==== Document excerpt
The Lancet NCDI Poverty Commission: bridging a gap in universal health coverage for the poorest billion

Gene Bukhman, Ana O Mocumbi, Rifat Atun, Anne E Becker, Zulfiqar Bhutta, Agnes Binagwaho, Chelsea Clinton, Matthew M Coates, Katie Dain, Majid Ezzati, Gary Gottlieb, Indrani Gupta, Neil Gupta, Adnan A Hyder, Yogesh Jain, Margaret E Kruk, Julie Makani, Andrew Marx, J Jaime Miranda, Ole F Norheim, Rachel Nugent, Nobhojit Roy, Cristina Stefan, Lee Wallis, Bongani Mayosi†, for the Lancet NCDI Poverty Commission Study Group

Click on image to access full Lancet Commission booklet

We live in an era of unprecedented global wealth. Nevertheless, about one billion people in low-income and lower-middle-income countries (LLMICs) still expe­rience levels of poverty that have long been described as “beneath any reasonable definition of human decency”, in the words of former World Bank president, Robert McNamara. This Commission was formed at the end of 2015 in the conviction that non-communicable diseases and injuries (NCDIs) are an important, yet an under-recognised and poorly-understood contributor to the death and suffering of this vulnerable population. The aims of the Commission were to rethink global policies, mend a great disparity in health, and broaden the global health agenda in the interest of equity.

Beginning in 2016, this Commission organised a team of 23 clinicians, researchers, and policy practitioners into four working groups with these objectives: to learn about the scale and pattern of the NCDI burden among the poorest; to identify priority interventions and delivery strategies to address this burden; to consider gaps and opportunities for NCDI financing in the countries where the poorest billion live; and to better understand the history and current state of NCDI framing and governance within key global institutions and at national levels.

This Commission has identified a set of cost-effective and equitable interventions to address NCDI Poverty. Although global initiatives have largely focused on health behaviours, the interventions we have identified also have to be delivered through the health sector, including at secondary facilities (such as, district hospitals) to treat established disease. In section 2—integrating NCDI Poverty in UHC—we describe these interventions and show how they can be implemented at scale…. We find that health-sector interventions to address NCDI Poverty are diverse and require integration both within and across levels of the health system. We introduce the concept that delivery of these interventions through integrated care teams can help drive trans­ formative change to improve the quality of services in health systems.

Malawi PEN-Plus Operational Plan

Malawi Ministry of Health and Population, Malawi PEN-Plus Stakeholder Group, NCDI Poverty Network Co-Secretariat/Center for Integration Science, Abwenzi Pa Za Umoyo/Partners In Health Malawi

Click on image to access full operational plan

This operational plan was developed to guide scale-up and identify practical ways to implement PEN-Plus across the country. The plan draws from a large volume of stakeholder consultation across MOHP, clinical implementing partners, civil society, and other technical partners, building on the work of the NCDI Poverty Commission. The plan also draws from existing PEN-Plus experience in Malawi, including projects led by the MOHP with support from the World Diabetes Foundation and the Neno District MOHP team with support from Partners In Health and Helmsley Charitable Trust.
========
==== Material supplied
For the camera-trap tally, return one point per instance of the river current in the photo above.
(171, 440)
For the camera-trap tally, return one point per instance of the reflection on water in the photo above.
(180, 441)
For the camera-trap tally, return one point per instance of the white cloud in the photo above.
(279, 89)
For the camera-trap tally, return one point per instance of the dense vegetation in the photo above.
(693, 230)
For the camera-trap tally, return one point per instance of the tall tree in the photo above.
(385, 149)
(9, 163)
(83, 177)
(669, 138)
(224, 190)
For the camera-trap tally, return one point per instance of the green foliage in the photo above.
========
Task instructions »
Decide whether each statement below agrees with the text on the NCDI Poverty Commission and the Malawi PEN-Plus plan. Answer yes or no for each, quoting the words of the text that decide it.
1. The Commission was formed at the end of 2015.
2. The Commission organized its team of 23 clinicians, researchers, and policy practitioners into five working groups.
3. The Malawi PEN-Plus operational plan draws on projects supported by the World Diabetes Foundation.

Result »
1. Yes: "This Commission was formed at the end of 2015"
2. No: "organised a team of 23 clinicians, researchers, and policy practitioners into four working groups"
3. Yes: "including projects led by the MOHP with support from the World Diabetes Foundation"